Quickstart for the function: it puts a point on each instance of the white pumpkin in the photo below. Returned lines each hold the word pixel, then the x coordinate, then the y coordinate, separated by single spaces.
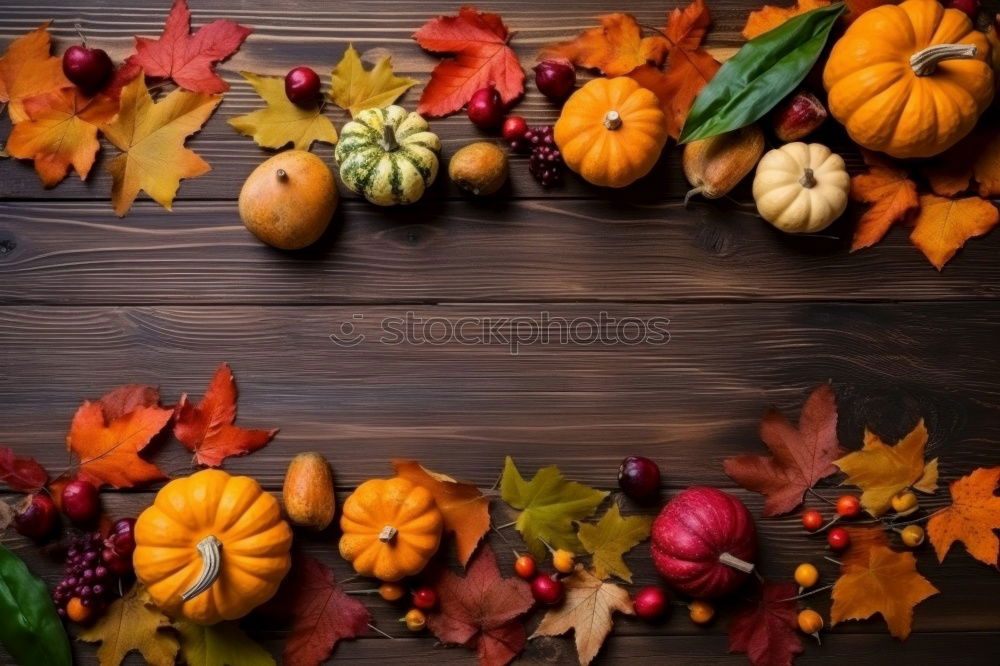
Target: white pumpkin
pixel 801 188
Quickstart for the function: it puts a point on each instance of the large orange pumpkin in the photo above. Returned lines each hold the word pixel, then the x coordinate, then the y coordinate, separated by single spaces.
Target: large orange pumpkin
pixel 611 131
pixel 212 547
pixel 911 79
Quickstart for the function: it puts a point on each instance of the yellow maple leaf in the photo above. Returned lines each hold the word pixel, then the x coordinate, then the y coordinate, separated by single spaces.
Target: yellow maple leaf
pixel 943 225
pixel 60 132
pixel 973 516
pixel 282 122
pixel 876 579
pixel 768 17
pixel 28 68
pixel 151 137
pixel 355 89
pixel 132 623
pixel 881 470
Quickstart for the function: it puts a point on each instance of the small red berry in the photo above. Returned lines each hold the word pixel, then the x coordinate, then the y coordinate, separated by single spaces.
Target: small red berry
pixel 546 590
pixel 838 538
pixel 555 79
pixel 650 602
pixel 425 598
pixel 36 516
pixel 485 108
pixel 848 506
pixel 525 566
pixel 302 86
pixel 812 520
pixel 81 502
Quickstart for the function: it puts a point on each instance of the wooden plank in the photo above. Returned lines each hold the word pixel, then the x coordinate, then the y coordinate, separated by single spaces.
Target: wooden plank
pixel 689 403
pixel 55 252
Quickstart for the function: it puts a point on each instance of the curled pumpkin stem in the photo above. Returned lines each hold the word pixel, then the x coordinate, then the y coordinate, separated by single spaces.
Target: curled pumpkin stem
pixel 210 550
pixel 925 61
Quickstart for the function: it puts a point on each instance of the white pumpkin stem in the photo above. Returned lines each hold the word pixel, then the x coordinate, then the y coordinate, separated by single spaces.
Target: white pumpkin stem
pixel 387 534
pixel 731 560
pixel 389 142
pixel 925 61
pixel 210 550
pixel 808 178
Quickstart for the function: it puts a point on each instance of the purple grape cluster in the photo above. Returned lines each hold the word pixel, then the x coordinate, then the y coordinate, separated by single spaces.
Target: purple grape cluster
pixel 546 163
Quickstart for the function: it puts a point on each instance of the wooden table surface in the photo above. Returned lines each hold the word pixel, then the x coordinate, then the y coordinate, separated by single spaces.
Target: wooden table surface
pixel 756 318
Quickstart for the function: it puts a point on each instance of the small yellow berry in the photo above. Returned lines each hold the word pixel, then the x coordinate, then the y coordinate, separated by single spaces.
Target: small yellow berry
pixel 415 619
pixel 563 561
pixel 806 575
pixel 702 612
pixel 904 502
pixel 391 591
pixel 912 535
pixel 810 621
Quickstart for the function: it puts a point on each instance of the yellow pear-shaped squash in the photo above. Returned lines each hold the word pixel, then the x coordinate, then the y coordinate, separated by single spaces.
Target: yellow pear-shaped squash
pixel 212 547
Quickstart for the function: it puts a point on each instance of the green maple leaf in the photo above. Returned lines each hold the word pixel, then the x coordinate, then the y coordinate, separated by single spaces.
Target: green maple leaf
pixel 223 644
pixel 610 538
pixel 549 506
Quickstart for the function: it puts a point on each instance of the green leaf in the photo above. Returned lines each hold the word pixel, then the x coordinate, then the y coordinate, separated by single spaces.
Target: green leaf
pixel 760 75
pixel 223 644
pixel 549 506
pixel 30 629
pixel 612 537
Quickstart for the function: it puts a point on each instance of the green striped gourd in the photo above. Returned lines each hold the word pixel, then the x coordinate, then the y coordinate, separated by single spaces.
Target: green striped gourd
pixel 388 155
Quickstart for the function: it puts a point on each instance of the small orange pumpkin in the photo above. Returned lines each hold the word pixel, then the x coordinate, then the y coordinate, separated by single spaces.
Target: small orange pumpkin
pixel 391 528
pixel 212 547
pixel 611 131
pixel 911 79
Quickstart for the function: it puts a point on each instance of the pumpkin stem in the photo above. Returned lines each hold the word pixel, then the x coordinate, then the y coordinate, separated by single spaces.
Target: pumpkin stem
pixel 731 560
pixel 389 142
pixel 808 178
pixel 211 566
pixel 387 534
pixel 925 61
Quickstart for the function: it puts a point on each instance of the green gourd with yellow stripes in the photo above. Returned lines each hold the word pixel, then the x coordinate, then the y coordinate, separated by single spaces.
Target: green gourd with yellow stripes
pixel 389 156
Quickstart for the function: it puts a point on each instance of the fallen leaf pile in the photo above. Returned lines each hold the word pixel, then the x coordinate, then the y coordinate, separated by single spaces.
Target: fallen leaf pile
pixel 588 609
pixel 802 455
pixel 482 610
pixel 876 579
pixel 477 42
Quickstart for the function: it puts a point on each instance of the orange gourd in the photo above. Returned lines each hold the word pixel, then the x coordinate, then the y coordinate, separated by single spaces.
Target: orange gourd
pixel 611 131
pixel 911 79
pixel 212 547
pixel 391 528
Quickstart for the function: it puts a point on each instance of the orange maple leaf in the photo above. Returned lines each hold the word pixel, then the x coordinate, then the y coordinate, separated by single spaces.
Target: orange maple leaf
pixel 615 48
pixel 28 68
pixel 943 225
pixel 61 132
pixel 109 450
pixel 891 191
pixel 769 17
pixel 207 428
pixel 875 579
pixel 465 509
pixel 973 516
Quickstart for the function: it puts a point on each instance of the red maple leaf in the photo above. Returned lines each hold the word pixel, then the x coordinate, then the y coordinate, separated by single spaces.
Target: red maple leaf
pixel 482 610
pixel 766 629
pixel 801 455
pixel 24 475
pixel 207 428
pixel 322 613
pixel 479 42
pixel 187 58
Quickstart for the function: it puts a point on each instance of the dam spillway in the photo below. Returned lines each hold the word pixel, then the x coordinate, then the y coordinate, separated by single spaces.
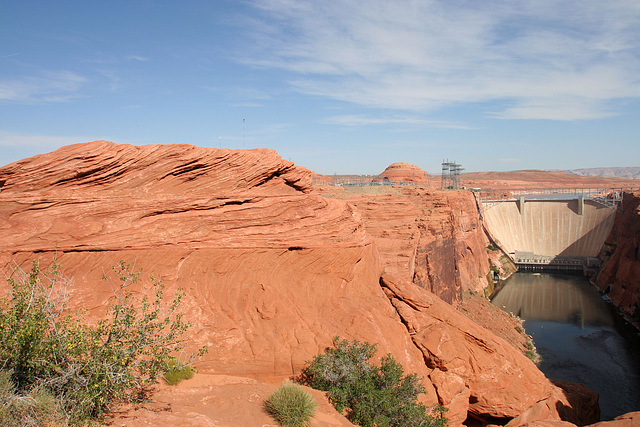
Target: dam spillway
pixel 551 229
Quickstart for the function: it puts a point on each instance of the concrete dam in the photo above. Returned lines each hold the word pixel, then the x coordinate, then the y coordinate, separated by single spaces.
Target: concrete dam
pixel 549 227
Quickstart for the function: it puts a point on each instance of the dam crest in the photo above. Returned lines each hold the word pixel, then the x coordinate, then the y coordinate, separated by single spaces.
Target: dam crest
pixel 561 229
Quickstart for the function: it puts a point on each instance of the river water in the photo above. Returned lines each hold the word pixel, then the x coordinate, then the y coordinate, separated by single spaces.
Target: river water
pixel 578 335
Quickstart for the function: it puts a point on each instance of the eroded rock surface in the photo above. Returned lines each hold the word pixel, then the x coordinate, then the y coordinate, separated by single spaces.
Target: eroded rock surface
pixel 272 270
pixel 433 238
pixel 621 272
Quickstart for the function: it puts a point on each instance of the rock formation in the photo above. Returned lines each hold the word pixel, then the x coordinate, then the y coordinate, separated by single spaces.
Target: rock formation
pixel 430 237
pixel 402 173
pixel 272 272
pixel 621 272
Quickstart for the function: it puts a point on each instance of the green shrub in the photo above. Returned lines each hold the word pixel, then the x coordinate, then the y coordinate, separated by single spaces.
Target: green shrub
pixel 291 405
pixel 36 408
pixel 371 396
pixel 178 372
pixel 88 368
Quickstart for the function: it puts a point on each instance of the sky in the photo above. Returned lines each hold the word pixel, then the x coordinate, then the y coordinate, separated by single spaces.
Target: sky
pixel 338 86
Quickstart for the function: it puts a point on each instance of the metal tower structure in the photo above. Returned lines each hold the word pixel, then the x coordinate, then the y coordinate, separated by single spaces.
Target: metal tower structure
pixel 451 175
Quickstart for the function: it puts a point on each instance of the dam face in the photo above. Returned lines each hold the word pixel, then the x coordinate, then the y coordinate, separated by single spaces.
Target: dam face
pixel 541 230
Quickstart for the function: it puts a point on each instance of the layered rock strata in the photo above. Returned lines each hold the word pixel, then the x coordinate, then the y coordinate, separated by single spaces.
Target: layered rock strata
pixel 272 271
pixel 431 237
pixel 620 274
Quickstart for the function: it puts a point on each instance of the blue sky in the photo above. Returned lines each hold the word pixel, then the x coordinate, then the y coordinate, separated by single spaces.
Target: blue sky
pixel 335 86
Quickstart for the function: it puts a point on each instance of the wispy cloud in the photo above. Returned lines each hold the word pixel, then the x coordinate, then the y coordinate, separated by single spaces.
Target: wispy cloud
pixel 51 86
pixel 549 59
pixel 362 120
pixel 10 139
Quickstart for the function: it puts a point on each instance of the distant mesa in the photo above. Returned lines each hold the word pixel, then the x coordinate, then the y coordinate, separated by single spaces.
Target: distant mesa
pixel 397 173
pixel 403 173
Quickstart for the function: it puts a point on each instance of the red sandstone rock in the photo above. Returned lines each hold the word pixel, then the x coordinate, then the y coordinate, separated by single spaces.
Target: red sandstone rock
pixel 400 173
pixel 217 400
pixel 272 272
pixel 432 238
pixel 571 402
pixel 621 273
pixel 467 360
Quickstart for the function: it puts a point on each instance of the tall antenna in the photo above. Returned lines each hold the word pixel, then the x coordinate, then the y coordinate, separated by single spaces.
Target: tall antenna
pixel 451 175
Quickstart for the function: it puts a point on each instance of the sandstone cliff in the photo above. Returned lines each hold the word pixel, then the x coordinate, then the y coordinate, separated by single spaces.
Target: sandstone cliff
pixel 431 237
pixel 272 272
pixel 621 272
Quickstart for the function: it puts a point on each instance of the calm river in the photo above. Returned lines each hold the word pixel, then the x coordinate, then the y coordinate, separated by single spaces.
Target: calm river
pixel 578 335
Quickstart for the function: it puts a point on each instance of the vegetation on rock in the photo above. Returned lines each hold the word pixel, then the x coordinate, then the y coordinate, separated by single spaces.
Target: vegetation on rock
pixel 86 369
pixel 291 405
pixel 371 395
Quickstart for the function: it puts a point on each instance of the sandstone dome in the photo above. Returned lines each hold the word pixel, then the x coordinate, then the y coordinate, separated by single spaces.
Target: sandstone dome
pixel 404 173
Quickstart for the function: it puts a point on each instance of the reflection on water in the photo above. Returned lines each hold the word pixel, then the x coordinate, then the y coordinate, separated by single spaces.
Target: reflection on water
pixel 578 336
pixel 553 297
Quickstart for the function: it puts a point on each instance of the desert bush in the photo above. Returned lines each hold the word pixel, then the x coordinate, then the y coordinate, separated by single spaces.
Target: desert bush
pixel 178 371
pixel 291 405
pixel 372 396
pixel 36 408
pixel 87 367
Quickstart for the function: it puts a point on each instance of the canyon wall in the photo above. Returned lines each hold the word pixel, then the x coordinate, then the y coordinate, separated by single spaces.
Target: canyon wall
pixel 621 270
pixel 431 237
pixel 273 270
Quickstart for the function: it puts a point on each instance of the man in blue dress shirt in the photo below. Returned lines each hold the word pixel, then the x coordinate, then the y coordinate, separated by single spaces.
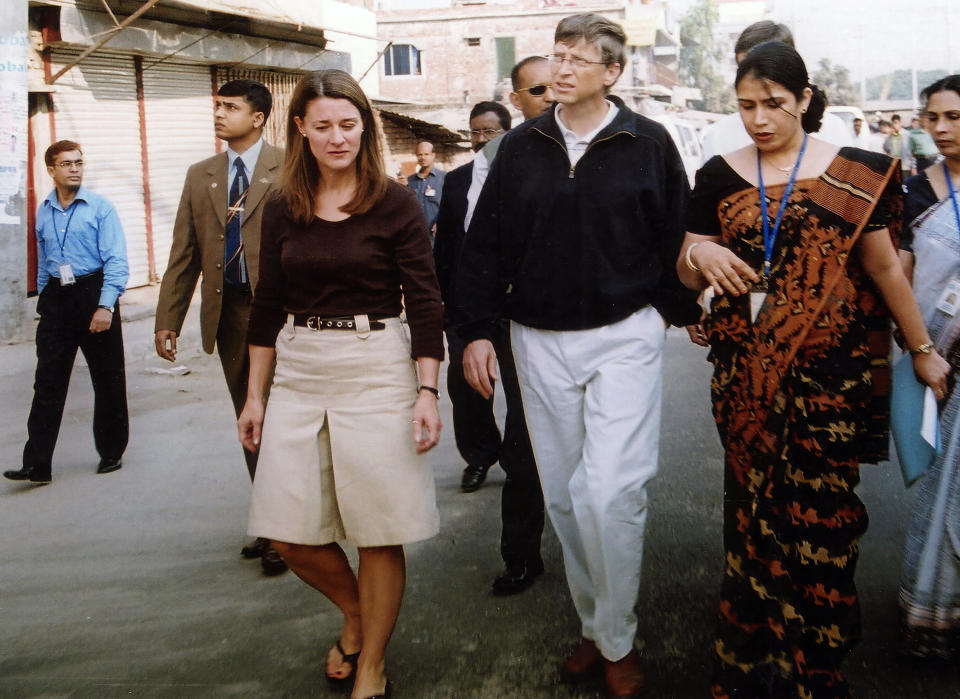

--------------------------------

### GIVEN PROBLEM:
Copy out verbatim the lines from the one containing "the orange maple" through the one containing "pixel 891 191", including both of those lines.

### WRITTEN REPLY:
Quickstart for the function: it puts a point on each instance of the orange maple leaf in the photo above. Returned lines each hold the word pixel, then the x coordinate, then the y coordinate, separated by single spaces.
Target: orange maple leaf
pixel 615 48
pixel 28 68
pixel 943 225
pixel 61 132
pixel 109 450
pixel 891 191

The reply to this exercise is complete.